Writing at length in Rolling Stone, actor and activist Sean Penn told the tale of how he achieved one of journalism's all-time great "gets": meeting and interviewing Joaquin "El Chapo" Guzman while the drug lord was on the run. Unfortunately for them, the outcome of Penn's encounter may have been bad for El Chapo and perhaps for Penn as well.
More about that later.
Penn had a nail-biting experience just arranging the interview while remaining aware he was almost certainly under surveillance. "At 55 years old," the actor wrote, "I've never learned to use a laptop." That was a problem, because Penn described arranging his trip to meet El Chapo—achieved in coordination with Mexican film and TV star Kate del Castillo, who'd made contact with the drug lord after addressing him over social media—as a "a clandestine horror show." At least it was for Penn, who admitted he was "the single most technologically illiterate man left standing."
Once Sean Penn finally met the man with Mexico's biggest target on his back, Penn found El Chapo "wearing a casual patterned silk shirt, pressed black jeans" and looking "remarkably well-groomed and healthy for a man on the run."

▶ _REQUIREMENT_
Please list every person named in the article above about Sean Penn's meeting with El Chapo.

▶ _INFORMATION SHOWN_
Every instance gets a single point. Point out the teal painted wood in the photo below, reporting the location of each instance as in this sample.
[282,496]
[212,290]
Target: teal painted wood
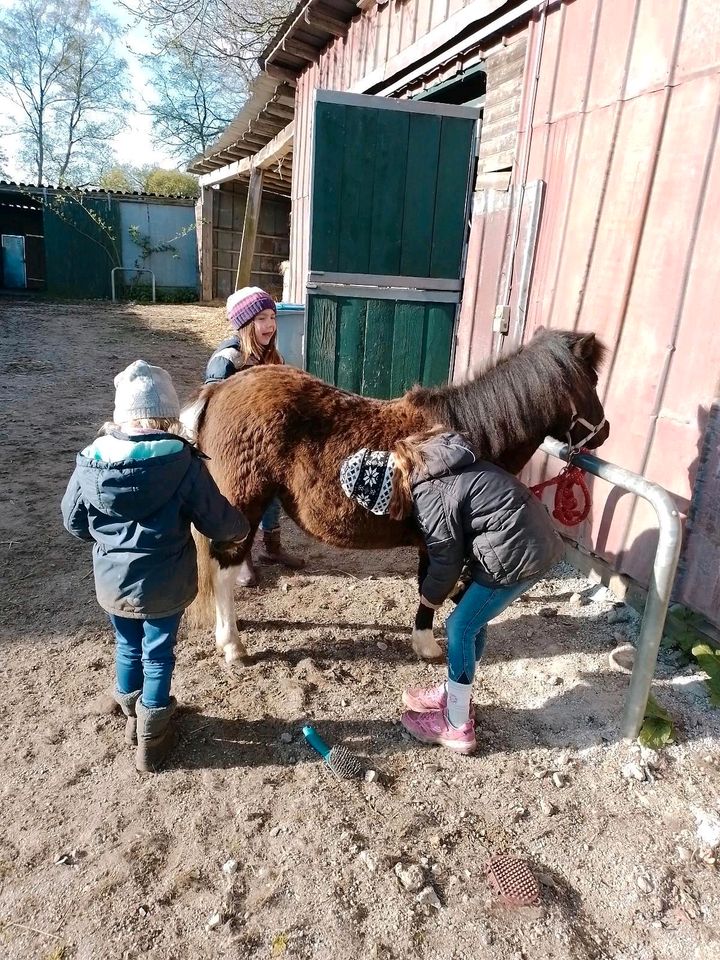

▶ _SOLUTION FOR THIS TASK_
Sean Penn
Joaquin "El Chapo" Guzman
Kate del Castillo